## Text provided

Recently, truck drivers who regularly ply the Kwara/Mokwa/Bida/Lambata road blocked the route to all forms of road transportation in demand for the federal government to repair that road. Their seven-day action, although sabotaged economic activities to a great extent, was hailed as well-deserved, in the opinion of many who feel that road has been neglected for too long. And the take is, depending on the ultimate upshot of their action, a new culture to arm-twist the federal government to do its work may be evolving. Truck drivers’ rebellion might be an example to emulate in the future.
As a matter of fact, the federal government has already started making some concessions to the demand of the drivers. And their demand is appropriate, “make the roads pliable!”
The drivers had blocked the road in protest of the Niger State Government blocking the Bida/Minna road, which had been closed to articulated vehicles owing to construction work. That road had been used as an alternative route because the Kwara/Bida/Lambata Lapai road, which is the main road linking the Southwest to the North has become virtually impassable. And lip service has been paid over the years regarding that road.
For example, since 2018, when N33 billion was allocated by the federal government to rebuild the road, virtually nothing has been achieved, as the condition has only worsened since then with every rainy season.
The economic importance of that road cannot be overstated. A large swathe of the north, which depends on the ports of Lagos depends on that road to convey manufactured and imported goods to end-users. On the other hand, the Southwest depends on the road to receive agricultural products from parts of the north, which depend on that road. There can be no gainsaying the fact that the road condition has contributed to the rising cost of food, since perishable foods that should be conveyed over a 24 hour period from north to southwest take days and get wasted, to the loss of farmers and the larger economy.
A highway network can be likened to the human cardiovascular system. Good pavement and minimal construction zones keep a local economy moving, healthy, and growing, but potholes and slow-moving construction projects are like plaque – they render regional commerce sclerotic.

## Action item A
According to the piece on the truck drivers' road blockade, how much did the federal government allocate in 2018 to rebuild the road?
## Action item B
Carry on the piece on the truck drivers' road blockade, starting right after its final sentence.
The lines after this point have nothing to do with the piece on the truck drivers' road blockade.

## Exercise data
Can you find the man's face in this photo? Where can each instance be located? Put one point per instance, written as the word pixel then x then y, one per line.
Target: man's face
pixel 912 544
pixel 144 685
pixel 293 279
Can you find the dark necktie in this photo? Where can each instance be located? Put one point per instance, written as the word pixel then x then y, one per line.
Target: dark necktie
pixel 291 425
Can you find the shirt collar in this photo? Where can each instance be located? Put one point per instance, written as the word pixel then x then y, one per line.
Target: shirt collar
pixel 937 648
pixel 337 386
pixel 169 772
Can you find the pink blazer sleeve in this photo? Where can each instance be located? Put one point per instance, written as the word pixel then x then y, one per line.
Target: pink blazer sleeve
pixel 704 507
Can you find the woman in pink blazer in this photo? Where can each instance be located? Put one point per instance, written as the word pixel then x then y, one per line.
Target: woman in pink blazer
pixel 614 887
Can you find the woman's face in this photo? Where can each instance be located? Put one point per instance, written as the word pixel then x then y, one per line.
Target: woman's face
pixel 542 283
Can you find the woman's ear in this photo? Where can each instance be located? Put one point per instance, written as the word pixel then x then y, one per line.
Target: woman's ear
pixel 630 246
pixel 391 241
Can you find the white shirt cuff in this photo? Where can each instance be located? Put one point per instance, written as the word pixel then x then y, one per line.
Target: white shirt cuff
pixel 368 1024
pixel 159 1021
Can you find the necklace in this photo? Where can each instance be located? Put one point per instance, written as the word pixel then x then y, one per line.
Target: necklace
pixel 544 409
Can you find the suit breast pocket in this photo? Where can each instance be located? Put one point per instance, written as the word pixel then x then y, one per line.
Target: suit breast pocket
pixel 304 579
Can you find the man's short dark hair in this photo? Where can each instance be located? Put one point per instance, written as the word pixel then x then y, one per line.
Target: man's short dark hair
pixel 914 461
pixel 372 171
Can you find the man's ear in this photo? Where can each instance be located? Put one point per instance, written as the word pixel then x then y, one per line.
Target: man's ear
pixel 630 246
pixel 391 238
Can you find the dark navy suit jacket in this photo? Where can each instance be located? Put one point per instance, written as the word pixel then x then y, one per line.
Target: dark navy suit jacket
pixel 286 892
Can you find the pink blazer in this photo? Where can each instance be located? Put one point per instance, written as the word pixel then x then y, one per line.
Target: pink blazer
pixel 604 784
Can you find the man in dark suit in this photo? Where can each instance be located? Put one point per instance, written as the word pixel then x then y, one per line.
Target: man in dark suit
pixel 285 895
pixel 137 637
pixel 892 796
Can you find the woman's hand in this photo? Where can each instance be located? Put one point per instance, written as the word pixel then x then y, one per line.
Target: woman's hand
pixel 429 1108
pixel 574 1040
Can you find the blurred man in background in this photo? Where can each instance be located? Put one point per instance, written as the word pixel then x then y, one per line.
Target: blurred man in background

## Result A
N33 billion.

## Result B
When interstate highways are pockmarked by rough, vehicle-ruining roads, it takes longer to deliver goods in and out of the region. Delivery vehicles will be damaged more often (flat tires, bent tire rims, broken axles, etc.) and need more repairs.
Labour and fuel costs increase when traffic moves slowly, due, simply too bad conditions, or lane closures during extended resurfacing projects – causing drivers, their goods, and passengers to endure more time per trip.
The same applies to municipalities. When bad streets are all that connect consumers to a shopping center, the options to shop online, in stores elsewhere, or not at all become much more attractive. The online alternative might come with a higher price if parcel delivery services begin to tally and charge for the added costs of delivering in specific areas. But especially regrettable is the billions of man-hours lost in traffic, most notably in cities like Lagos, largely due to potholes.
Many intra and interstate travelers can identify with the above scenarios. With the negative impacts of COVID-19 on the populace such as loss of jobs, salaries slash, to name a few, coupled with the increase in the prices of fuel and electricity, improving the pliability of the country’s roads is a veritable and the most impactful moves the federal and state governments can make to assuage the pains of the masses.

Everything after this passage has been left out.